> [Цитируемый фрагмент]:
►
Для осуществления этого плана Василий В. желал от запада следующего: несколько западных епископов, осторожных, умеренных и опытных (Лукифер каларисский доказал, что от слепых ревнителей на востоке добра ждать нельзя), без огласки, которая подняла бы омиев, прибудут на восток, изучат положение дела на месте и, не предъявляя требований, при данных обстоятельствах не выполнимых, вступят в церковное общение с теми восточными епископами, в православии которых убедятся.
◄
(Материалы из источника данных)
►
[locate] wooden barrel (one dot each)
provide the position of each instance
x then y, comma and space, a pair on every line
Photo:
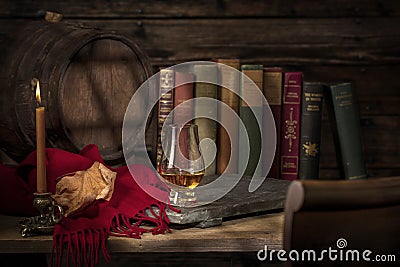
87, 78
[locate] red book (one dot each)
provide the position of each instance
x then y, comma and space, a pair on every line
273, 84
183, 92
290, 131
165, 105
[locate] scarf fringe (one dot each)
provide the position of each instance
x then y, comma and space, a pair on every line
83, 246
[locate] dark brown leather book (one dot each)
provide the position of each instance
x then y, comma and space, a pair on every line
310, 130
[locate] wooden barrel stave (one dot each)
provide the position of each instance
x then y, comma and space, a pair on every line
55, 54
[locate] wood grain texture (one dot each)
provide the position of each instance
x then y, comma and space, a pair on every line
204, 8
241, 235
334, 40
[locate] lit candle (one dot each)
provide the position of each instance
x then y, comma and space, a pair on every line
40, 144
◄
> [Задание 1]:
Перепечатайте из фрагмента о плане Василия В. всё, начиная со слов "Для осуществления этого" и до слов "православии которых убедятся." включительно.
> [Задание 2]:
Что, согласно фрагменту о плане Василия В., доказал Лукифер каларисский?
> [Задание 3]:
Определите, согласуются ли с фрагментом о плане Василия В. следующие утверждения, и подтвердите каждый ответ точной цитатой из него: (a) западные епископы должны были прибыть на восток с широкой оглаской; (b) епископам предстояло изучить положение дела на месте; (c) епископы должны были вступить в общение со всеми восточными епископами без разбора.

> [Ответ 1]:
Для осуществления этого плана Василий В. желал от запада следующего: несколько западных епископов, осторожных, умеренных и опытных (Лукифер каларисский доказал, что от слепых ревнителей на востоке добра ждать нельзя), без огласки, которая подняла бы омиев, прибудут на восток, изучат положение дела на месте и, не предъявляя требований, при данных обстоятельствах не выполнимых, вступят в церковное общение с теми восточными епископами, в православии которых убедятся.

> [Ответ 2]:
Он доказал, что от слепых ревнителей на востоке добра ждать нельзя.

> [Ответ 3]:
(a) Нет: «без огласки, которая подняла бы омиев».
(b) Да: «изучат положение дела на месте».
(c) Нет: «с теми восточными епископами, в православии которых убедятся».